### GIVEN REQUEST 1
In the records, begin at the line that has "Mark a point on each instance of the shop" and stop after the last line of the records. Change every "seagull" to "gull", leave all else the same, and give back only those lines.

# PTO generator?



## Necred (Sep 26, 2010)

Does anyone have any experience with this type gen. Im afraid of the one at harbor & not much better on northern tool.
thanx


----------



## OldCootHillbilly (Jul 9, 2010)

Brother had one on his acreage, beleive it was a Generac unit. Was a bit expensive but the voltage was well controlled an clean. Wanna watch the cheap ones cause they aren't always well controlled.

Nice thing bout that was ya had the tractor fer other things to rather then just a dedicated motor waiten fer the lights ta go out.


----------



## Jason (Jul 25, 2009)

This is our 15KW unit. Look for my post from last Feb 13-15 timeframe about our week without power in the blizzard and it details some of the experiences we had with the generator, among other issues and adventures. Sorry about the bad pic quality-took this with my cell phone.


----------



## Necred (Sep 26, 2010)

What kind does he have, where to buy & price range? I have found a US surplus diesel 4x4 truck with pto gen & compressor but i dont need truck bad enough to pay 7k.


----------



## ZoomZoom (Dec 18, 2009)

Personally, I don't care for a PTO model. The main reason being that when the power goes out, it's normally due to bad weather and therefore, the tractor may be needed elsewhere for other chores.

Another consideration is matching your tractor's HP to the needs of the generator. I can't tell what mfgr or size tractor Jason has but would guess it's probably the right size for a 15KW genset. If your tractor engine is over-sized for the generator being used, you're burning more fuel then you need (as you still need to keep the engine RPM's up to get 540RPM to the PTO).

You'll also want to size the genset to your needs. A couple years ago, I bought a 15KW genset and sold my 7.5K to a friend. Well, the 15KW couldn't really do any more then the 7.5KW. Basically, both ran the entire house except the heat pump. The 15KW just burned more fuel (and made more noise). Although I still have that 15KW, I went out and got a 7.5KW as it's the "right size" for most of my needs. I'll use the 15KW once in awhile so Mrs. Zoom can do laundry or whatever but for 90% of the time, it's just too big.

OK, back to your question. I took a look at the Northern Tool offerings. Northstar makes decent generators. _BTW, their 7200w for $979 is more then what I paid for a 7500w Honeywell genset with a Honda engine (at Costco) earlier this year._


----------



## Jason (Jul 25, 2009)

That's an 85 HP John Deere. It's got both a 540 and 1000RPM PTO. The generator has a shaft with splines for a 540 shaft but we have an adapter and use the 1000 to run it, letting the generator make full power with the tractor only running at 1100 RPM. It used roughly 10 gal of fuel every 24 hours. No good for long term but definately ok for a week or so here and there.

### DATA SECTION
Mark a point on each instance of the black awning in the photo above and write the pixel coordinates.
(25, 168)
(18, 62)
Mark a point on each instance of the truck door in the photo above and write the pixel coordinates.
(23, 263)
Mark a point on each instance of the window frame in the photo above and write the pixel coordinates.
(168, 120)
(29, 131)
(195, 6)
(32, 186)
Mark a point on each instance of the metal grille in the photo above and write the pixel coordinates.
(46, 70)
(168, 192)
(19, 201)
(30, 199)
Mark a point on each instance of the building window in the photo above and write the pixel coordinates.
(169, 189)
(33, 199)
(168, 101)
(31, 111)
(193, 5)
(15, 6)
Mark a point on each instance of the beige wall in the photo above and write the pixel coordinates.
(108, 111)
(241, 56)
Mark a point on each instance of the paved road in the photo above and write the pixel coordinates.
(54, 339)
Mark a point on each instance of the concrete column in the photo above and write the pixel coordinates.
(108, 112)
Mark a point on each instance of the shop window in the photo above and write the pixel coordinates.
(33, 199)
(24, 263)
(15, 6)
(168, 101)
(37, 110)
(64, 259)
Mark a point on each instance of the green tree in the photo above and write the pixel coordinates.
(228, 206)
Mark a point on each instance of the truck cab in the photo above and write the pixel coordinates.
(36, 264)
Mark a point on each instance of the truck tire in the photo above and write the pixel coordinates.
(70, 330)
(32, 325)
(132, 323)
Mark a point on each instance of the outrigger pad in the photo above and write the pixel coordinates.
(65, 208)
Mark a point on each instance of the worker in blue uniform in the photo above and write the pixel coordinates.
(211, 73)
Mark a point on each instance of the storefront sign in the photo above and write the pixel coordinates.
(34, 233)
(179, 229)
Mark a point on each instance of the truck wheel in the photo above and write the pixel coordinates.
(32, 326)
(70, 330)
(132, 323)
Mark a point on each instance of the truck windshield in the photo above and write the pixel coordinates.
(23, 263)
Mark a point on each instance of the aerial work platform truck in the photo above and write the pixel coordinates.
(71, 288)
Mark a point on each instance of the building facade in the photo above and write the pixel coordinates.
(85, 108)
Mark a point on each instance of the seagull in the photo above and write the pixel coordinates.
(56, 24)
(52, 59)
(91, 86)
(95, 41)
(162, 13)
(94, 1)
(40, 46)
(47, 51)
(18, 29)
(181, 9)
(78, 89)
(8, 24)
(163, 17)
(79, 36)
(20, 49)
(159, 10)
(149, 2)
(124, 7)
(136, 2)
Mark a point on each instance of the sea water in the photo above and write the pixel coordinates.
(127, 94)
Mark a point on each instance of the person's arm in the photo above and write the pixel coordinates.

### GIVEN REQUEST 2
Answer these about the PTO generator thread, one line each:
(a) What brand did OldCootHillbilly believe his brother's generator was?
(b) What price for the surplus diesel truck did Necred find too high?
(c) About how much fuel did Jason's unit use every 24 hours?

### EXPECTED ANSWER 1
Mark a point on each instance of the shop window in the photo above and write the pixel coordinates.
(33, 199)
(24, 263)
(15, 6)
(168, 101)
(37, 110)
(64, 259)
Mark a point on each instance of the green tree in the photo above and write the pixel coordinates.
(228, 206)
Mark a point on each instance of the truck cab in the photo above and write the pixel coordinates.
(36, 264)
Mark a point on each instance of the truck tire in the photo above and write the pixel coordinates.
(70, 330)
(32, 325)
(132, 323)
Mark a point on each instance of the outrigger pad in the photo above and write the pixel coordinates.
(65, 208)
Mark a point on each instance of the worker in blue uniform in the photo above and write the pixel coordinates.
(211, 73)
Mark a point on each instance of the storefront sign in the photo above and write the pixel coordinates.
(34, 233)
(179, 229)
Mark a point on each instance of the truck wheel in the photo above and write the pixel coordinates.
(32, 326)
(70, 330)
(132, 323)
Mark a point on each instance of the truck windshield in the photo above and write the pixel coordinates.
(23, 263)
Mark a point on each instance of the aerial work platform truck in the photo above and write the pixel coordinates.
(71, 288)
Mark a point on each instance of the building facade in the photo above and write the pixel coordinates.
(85, 108)
Mark a point on each instance of the gull in the photo above and write the pixel coordinates.
(56, 24)
(52, 59)
(91, 86)
(95, 41)
(162, 13)
(94, 1)
(40, 46)
(47, 51)
(18, 29)
(181, 9)
(78, 89)
(8, 24)
(163, 17)
(79, 36)
(20, 49)
(159, 10)
(149, 2)
(124, 7)
(136, 2)
Mark a point on each instance of the sea water in the photo above and write the pixel coordinates.
(127, 94)
Mark a point on each instance of the person's arm in the photo above and write the pixel coordinates.

### EXPECTED ANSWER 2
(a) Generac
(b) 7k
(c) Roughly 10 gallons